◆ Étapes de l'exercice:
a: Recopiez le passage du texte sur les handicapés vieillissants, de "La mission de" à "est bien différente.", en substituant "comité de réflexion" à "groupe de travail".
b: Prolongez le texte sur la prise en charge des handicapés vieillissants à la suite de sa dernière phrase.

◆ Texte à lire:
La mission de Patrick Gohet - chargé d'animer un groupe de travail sur le sujet - a été lancée, il y a plusieurs mois, en février 2013 (voir notre article ci-contre du 11 février 2013). La question de la prise en charge des handicapés vieillissants devrait pourtant être réglée, puisque l'article 13 de la loi Handicap du 11 février 2005 dispose que "dans un délai maximum de cinq ans, les dispositions de la présente loi opérant une distinction entre les personnes handicapées en fonction de critères d'âge en matière de compensation du handicap et de prise en charge des frais d'hébergement en établissements sociaux et médicosociaux seront supprimées". Mais la réalité est bien différente.
Des réponses diversifiées pour faire face à des situations très différentes
Balayant tous les aspects de la question, le rapport s'efforce d'apporter des réponses diversifiées, tant les situations individuelles peuvent être différentes. Comme dans le cas des personnes âgées, il donne la priorité au maintien à domicile, avec des outils identiques - accompagnement des aidants familiaux, structures de répit, équipes mobiles... -, qui plaident pour une intégration encore plus poussée entre les deux secteurs.
En matière d'hébergement, il propose diverses formules pour adapter les Ehpad (établissements d'hébergement pour personnes âgées dépendantes) à l'accueil de personnes handicapées vieillissantes (notamment des handicapés mentaux), mais aussi pour adapter les établissements pour personnes handicapées au vieillissement de leurs pensionnaires. La solution la plus prometteuse semble toutefois celle des établissements mixtes, associant un Ehpad et un FAM (foyer d'accueil médicalisé) ou un foyer de vie. La réussite de telles évolutions passe toutefois par plusieurs préalables, comme une meilleure coordination des acteurs et une formation des professionnels.

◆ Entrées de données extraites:
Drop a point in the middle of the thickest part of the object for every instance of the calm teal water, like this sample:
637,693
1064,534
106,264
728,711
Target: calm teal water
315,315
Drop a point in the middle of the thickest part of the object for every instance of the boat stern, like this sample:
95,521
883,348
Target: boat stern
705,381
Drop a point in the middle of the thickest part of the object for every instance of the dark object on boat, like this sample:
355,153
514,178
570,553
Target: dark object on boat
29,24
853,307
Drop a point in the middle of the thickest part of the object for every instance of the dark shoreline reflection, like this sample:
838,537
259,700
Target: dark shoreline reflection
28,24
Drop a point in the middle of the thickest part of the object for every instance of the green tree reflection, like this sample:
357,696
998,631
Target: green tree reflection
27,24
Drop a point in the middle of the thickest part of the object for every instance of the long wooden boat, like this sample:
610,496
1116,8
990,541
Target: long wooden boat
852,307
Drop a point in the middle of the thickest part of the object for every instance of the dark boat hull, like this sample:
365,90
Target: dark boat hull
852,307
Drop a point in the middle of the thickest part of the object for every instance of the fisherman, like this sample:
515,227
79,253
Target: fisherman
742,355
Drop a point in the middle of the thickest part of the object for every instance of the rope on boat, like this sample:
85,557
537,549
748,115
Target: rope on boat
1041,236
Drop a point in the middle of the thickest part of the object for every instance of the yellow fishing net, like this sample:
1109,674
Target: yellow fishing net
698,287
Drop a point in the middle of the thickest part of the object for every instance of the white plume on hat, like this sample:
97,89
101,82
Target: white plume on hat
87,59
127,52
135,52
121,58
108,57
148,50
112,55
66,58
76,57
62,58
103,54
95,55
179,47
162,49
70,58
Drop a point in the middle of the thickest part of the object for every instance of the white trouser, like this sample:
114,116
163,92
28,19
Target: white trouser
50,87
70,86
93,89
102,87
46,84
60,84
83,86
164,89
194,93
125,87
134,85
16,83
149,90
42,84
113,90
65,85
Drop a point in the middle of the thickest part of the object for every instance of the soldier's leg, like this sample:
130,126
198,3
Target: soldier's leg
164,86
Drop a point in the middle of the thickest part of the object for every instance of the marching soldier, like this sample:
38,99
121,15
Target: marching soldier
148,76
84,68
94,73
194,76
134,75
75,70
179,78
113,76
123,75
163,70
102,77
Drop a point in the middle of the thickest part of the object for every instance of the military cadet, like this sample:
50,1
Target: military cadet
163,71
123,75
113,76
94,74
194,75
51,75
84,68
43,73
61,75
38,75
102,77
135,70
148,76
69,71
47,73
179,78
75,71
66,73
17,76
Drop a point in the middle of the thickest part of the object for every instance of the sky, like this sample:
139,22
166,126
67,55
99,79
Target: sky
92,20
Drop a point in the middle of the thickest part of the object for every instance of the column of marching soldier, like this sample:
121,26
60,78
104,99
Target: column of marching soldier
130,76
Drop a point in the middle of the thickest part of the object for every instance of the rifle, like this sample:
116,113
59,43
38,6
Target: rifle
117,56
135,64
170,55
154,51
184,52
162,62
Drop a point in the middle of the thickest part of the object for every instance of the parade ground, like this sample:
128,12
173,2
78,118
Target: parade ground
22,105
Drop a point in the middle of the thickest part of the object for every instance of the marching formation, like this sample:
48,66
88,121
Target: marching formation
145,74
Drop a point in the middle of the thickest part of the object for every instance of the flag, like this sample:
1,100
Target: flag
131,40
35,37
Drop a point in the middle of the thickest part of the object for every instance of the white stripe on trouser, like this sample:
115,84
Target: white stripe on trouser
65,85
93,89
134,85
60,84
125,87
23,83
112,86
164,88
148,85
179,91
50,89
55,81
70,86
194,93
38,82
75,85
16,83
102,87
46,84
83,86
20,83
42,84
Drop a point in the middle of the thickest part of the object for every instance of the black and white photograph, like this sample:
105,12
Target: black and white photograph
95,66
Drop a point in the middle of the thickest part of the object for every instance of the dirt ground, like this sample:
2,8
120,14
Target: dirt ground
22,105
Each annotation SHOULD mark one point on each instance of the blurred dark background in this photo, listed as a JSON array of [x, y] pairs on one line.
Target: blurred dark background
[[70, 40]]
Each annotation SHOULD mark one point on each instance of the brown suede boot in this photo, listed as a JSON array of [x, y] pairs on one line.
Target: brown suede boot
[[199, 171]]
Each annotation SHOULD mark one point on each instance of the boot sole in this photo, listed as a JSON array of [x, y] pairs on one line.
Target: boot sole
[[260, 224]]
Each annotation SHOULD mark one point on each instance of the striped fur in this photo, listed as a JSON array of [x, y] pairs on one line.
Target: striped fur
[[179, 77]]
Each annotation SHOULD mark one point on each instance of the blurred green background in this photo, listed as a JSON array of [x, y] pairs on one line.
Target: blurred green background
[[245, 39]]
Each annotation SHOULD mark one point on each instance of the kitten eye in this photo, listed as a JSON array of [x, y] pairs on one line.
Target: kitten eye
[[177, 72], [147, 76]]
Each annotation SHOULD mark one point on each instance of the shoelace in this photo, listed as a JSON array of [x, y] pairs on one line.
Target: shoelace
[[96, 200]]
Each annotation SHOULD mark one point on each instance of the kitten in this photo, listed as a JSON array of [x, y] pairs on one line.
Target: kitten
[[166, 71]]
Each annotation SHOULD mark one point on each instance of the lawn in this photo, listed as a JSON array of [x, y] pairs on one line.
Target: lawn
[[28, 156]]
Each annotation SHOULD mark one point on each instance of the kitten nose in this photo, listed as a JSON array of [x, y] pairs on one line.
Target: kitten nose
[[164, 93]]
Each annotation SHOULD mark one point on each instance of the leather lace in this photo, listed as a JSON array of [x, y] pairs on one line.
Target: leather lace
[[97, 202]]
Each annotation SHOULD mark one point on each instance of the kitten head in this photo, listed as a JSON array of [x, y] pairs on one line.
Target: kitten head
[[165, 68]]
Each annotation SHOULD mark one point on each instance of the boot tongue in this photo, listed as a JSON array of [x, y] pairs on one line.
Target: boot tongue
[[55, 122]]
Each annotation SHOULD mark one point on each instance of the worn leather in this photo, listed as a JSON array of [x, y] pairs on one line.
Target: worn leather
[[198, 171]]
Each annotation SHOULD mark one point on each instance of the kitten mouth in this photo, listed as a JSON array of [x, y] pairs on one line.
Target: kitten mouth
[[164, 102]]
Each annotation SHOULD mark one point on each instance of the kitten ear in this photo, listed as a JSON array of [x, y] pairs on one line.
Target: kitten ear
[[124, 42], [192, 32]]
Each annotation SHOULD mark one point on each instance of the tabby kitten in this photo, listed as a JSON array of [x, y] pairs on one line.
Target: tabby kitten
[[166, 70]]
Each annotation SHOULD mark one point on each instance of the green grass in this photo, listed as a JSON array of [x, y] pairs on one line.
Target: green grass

◆ Corrigé par consigne:
a:
La mission de Patrick Gohet - chargé d'animer un comité de réflexion sur le sujet - a été lancée, il y a plusieurs mois, en février 2013 (voir notre article ci-contre du 11 février 2013). La question de la prise en charge des handicapés vieillissants devrait pourtant être réglée, puisque l'article 13 de la loi Handicap du 11 février 2005 dispose que "dans un délai maximum de cinq ans, les dispositions de la présente loi opérant une distinction entre les personnes handicapées en fonction de critères d'âge en matière de compensation du handicap et de prise en charge des frais d'hébergement en établissements sociaux et médicosociaux seront supprimées". Mais la réalité est bien différente.

b:
Création des MDA : oui, mais...
On notera au passage que le rapport fait preuve d'un enthousiasme mitigé sur la perspective d'une transformation des maisons départementales des personnes handicapées (MDPH) en maisons départementales de l'autonomie (MDA), qui engloberaient les dispositifs relatifs aux personnes âgées. Sans rejeter le principe, le rapport relève toutefois que "la création de MDA ne suffirait pas pour la mise en œuvre d’une authentique politique de l’autonomie".
D'autres conditions devront en effet être remplies, comme l’attribution à la CNSA (Caisse nationale de solidarité pour l'autonomie) d’une fonction renforcée de pilote et de régulateur, le renforcement de la coordination institutionnelle entre les ARS (Agfences régionales de santé), les services de l’Etat et les départements, ou encore l’harmonisation et le partage de systèmes d’information, d’outils programmatiques et de moyens de financement.
LGBT : vers des maisons de retraite communautaires ?
Le 27 novembre, trois associations - le Groupe SOS, gestionnaire de services et établissements pour personnes âgées, SOS Homophobie et l'association Aides - ont également remis à Michèle Delaunay un rapport sur les conditions de vieillissement des personnes et des couples LGBT (lesbiennes, gays, bisexuels et transsexuels). Le rapport met en avant certaines problématiques spécifiques, comme l'homophobie ou la présence de personnes séropositives, face auxquelles les Ehpad sont un peu dépourvus, mais aussi des problématiques plus générales, comme les difficultés liées à la solitude ou la précarité financière. Le rapport reconnaît que "le vieillissement chez les personnes LGBT n'a rien de particulier en soit", mais que leur histoire personnelle et leur état de santé créent "des spécificités, des difficultés sociales, économiques et sanitaires", à prendre en compte pour "rétablir l'égalité dans l'âge"
Parmi les 23 propositions du rapport - dont une meilleure formation des personnels des Ehpad -, l'une des plus discutées sera sans nul doute la proposition d'expérimenter des maisons de retraites "communautaires", dédiées à l'accueil des personnes LGBT. Une piste qui semble pourtant en contradiction avec la volonté d'intégration affichée par le rapport.